## Excerpt
— Start —

Say Joe Bloggs wants to make an alert window to confirm if the user wants to
save the document, but needs to add custom text and graphics so can't rely on
a default implementation on each platform. So he makes an alert window, looks
great.

Except his design is utterly confusing for macOS users. See, on Windows (and
plenty of Linux environments), the Save and Cancel buttons would be centred on
the window, and Save would be at the left. On macOS, Save and Cancel would be
aligned to the right, and Save would be the right-most button.

Okay, so that's a pretty easy thing to solve with a cross-platform toolkit.
Instead of defining the placement of buttons, you just define the text and
action for the default button, the text and action for the cancel button, and
they'll be put in the right place for every platform. Easy.

But that's such a small example. Try scaling that to the way macOS and
Windows/Linux differ in the use of view hierarchies. Windows-style tab
controls vs NSTabView; Windows/Linux-style tabbed, left-aligned settings
windows vs standard macOS-style centre-aligned preference windows with
NSToolbar at the top; each window/section of an app having its own menu bar as
opposed to macOS having a static menu bar whose items enable/disable depending
on context; MDI vs document-based apps; the fact that macOS apps can still be
running even with no windows open, meaning that certain parts of the UI can
still be opened, and your UI must account for this despite another window that
you would expect to be open (on Windows or Linux) not being in memory at all.

— End —

## Given records
— Start —

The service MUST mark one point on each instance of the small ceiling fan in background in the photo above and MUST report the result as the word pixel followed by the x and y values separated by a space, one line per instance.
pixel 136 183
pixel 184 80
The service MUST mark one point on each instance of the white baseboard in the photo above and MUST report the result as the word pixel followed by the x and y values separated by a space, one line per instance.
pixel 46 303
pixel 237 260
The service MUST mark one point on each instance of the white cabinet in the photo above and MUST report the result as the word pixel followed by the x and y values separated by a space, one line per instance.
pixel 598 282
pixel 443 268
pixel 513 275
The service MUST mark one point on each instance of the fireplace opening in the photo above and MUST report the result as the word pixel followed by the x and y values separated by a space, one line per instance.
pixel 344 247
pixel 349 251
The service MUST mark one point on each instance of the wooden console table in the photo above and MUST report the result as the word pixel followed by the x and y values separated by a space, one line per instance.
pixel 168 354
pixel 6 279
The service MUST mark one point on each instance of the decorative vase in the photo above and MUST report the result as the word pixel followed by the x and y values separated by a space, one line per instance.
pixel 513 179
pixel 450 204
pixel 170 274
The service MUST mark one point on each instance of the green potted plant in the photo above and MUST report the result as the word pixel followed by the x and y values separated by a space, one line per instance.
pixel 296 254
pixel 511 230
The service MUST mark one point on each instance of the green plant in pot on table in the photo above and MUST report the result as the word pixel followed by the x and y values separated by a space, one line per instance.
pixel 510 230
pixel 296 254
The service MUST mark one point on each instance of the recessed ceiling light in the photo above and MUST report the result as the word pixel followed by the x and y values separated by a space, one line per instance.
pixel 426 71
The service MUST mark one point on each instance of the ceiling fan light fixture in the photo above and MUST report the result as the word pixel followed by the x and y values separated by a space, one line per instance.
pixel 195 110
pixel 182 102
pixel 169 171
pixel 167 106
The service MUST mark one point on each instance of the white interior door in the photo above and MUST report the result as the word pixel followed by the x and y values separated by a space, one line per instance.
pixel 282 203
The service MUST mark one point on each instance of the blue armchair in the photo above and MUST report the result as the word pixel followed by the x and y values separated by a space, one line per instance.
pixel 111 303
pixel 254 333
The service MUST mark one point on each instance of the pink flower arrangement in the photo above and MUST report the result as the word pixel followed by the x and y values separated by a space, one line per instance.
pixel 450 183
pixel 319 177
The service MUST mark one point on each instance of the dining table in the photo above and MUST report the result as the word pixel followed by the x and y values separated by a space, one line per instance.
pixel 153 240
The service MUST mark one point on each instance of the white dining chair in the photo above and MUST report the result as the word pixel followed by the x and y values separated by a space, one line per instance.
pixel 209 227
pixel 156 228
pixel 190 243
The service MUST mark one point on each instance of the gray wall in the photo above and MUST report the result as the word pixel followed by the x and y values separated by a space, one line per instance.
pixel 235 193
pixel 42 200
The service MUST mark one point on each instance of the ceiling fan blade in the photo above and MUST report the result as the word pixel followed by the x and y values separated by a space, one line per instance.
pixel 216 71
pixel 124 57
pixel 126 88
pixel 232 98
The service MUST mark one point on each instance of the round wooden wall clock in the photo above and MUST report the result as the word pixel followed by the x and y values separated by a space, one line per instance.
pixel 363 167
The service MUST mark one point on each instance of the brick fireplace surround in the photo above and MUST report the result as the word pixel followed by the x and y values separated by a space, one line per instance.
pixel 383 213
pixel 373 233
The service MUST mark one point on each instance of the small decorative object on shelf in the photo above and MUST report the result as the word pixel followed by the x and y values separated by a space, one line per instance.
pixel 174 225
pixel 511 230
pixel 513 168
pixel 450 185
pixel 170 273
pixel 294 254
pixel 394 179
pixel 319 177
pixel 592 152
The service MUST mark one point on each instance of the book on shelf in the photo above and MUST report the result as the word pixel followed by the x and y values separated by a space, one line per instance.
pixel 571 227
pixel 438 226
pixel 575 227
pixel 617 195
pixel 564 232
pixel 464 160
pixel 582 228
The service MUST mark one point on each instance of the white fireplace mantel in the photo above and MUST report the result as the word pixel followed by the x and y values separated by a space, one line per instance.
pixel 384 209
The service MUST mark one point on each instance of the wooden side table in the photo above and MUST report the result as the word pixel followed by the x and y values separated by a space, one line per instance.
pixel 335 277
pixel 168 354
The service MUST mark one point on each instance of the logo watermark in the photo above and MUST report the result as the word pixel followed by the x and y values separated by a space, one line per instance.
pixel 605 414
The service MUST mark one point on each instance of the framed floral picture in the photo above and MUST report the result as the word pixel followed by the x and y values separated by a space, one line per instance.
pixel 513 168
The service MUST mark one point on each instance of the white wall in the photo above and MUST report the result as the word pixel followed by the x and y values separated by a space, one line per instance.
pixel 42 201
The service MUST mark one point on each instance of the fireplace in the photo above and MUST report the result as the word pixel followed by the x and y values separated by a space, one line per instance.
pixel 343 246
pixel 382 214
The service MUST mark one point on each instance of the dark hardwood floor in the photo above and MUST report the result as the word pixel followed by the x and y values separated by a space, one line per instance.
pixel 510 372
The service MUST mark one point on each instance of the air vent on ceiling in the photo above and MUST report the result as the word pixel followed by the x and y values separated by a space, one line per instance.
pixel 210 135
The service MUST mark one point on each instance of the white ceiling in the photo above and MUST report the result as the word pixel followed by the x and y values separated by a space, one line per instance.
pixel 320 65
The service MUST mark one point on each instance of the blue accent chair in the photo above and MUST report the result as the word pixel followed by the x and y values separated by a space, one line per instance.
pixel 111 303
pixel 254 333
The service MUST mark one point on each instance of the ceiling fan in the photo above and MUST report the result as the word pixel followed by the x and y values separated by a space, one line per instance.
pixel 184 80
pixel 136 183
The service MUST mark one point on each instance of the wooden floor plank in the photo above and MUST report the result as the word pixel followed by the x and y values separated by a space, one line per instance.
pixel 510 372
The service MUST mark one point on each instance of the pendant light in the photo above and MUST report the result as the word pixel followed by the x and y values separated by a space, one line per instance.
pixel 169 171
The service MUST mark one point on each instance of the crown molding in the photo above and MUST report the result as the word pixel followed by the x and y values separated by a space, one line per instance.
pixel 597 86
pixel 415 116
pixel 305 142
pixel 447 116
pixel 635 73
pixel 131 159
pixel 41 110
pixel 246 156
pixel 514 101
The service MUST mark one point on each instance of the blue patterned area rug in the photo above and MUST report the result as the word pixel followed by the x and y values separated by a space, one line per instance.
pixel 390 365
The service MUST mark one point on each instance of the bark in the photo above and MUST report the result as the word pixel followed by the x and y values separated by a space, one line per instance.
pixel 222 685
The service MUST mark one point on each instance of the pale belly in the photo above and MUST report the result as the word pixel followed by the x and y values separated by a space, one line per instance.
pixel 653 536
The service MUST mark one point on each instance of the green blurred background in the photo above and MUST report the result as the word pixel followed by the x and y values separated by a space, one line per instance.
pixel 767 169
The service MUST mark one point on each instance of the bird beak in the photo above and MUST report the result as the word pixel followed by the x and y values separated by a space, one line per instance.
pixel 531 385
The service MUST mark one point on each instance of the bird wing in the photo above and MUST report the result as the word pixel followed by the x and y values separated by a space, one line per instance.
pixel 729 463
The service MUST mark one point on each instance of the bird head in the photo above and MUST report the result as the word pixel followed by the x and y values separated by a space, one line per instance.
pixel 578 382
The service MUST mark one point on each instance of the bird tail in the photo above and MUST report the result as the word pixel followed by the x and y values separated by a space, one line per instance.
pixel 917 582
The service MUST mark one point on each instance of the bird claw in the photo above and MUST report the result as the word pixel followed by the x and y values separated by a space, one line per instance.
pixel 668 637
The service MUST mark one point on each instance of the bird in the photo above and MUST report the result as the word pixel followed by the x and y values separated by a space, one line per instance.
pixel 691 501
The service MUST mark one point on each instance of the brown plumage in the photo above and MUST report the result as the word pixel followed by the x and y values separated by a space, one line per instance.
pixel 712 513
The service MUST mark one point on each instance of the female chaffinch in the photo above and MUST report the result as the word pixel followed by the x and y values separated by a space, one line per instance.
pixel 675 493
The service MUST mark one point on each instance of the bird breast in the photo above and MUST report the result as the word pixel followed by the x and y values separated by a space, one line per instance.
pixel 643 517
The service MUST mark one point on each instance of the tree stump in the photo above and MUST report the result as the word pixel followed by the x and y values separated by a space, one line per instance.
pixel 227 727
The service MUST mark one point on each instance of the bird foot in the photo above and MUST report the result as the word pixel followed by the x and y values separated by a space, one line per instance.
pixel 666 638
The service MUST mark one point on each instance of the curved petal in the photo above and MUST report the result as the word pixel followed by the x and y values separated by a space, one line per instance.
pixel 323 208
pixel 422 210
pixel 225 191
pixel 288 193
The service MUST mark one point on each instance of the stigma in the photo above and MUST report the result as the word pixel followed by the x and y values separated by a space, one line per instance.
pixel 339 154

— End —

## Directions
Please reproduce the excerpt above about macOS and Windows interface conventions in full, word for word.

## Exercise solution
Say Joe Bloggs wants to make an alert window to confirm if the user wants to
save the document, but needs to add custom text and graphics so can't rely on
a default implementation on each platform. So he makes an alert window, looks
great.

Except his design is utterly confusing for macOS users. See, on Windows (and
plenty of Linux environments), the Save and Cancel buttons would be centred on
the window, and Save would be at the left. On macOS, Save and Cancel would be
aligned to the right, and Save would be the right-most button.

Okay, so that's a pretty easy thing to solve with a cross-platform toolkit.
Instead of defining the placement of buttons, you just define the text and
action for the default button, the text and action for the cancel button, and
they'll be put in the right place for every platform. Easy.

But that's such a small example. Try scaling that to the way macOS and
Windows/Linux differ in the use of view hierarchies. Windows-style tab
controls vs NSTabView; Windows/Linux-style tabbed, left-aligned settings
windows vs standard macOS-style centre-aligned preference windows with
NSToolbar at the top; each window/section of an app having its own menu bar as
opposed to macOS having a static menu bar whose items enable/disable depending
on context; MDI vs document-based apps; the fact that macOS apps can still be
running even with no windows open, meaning that certain parts of the UI can
still be opened, and your UI must account for this despite another window that
you would expect to be open (on Windows or Linux) not being in memory at all.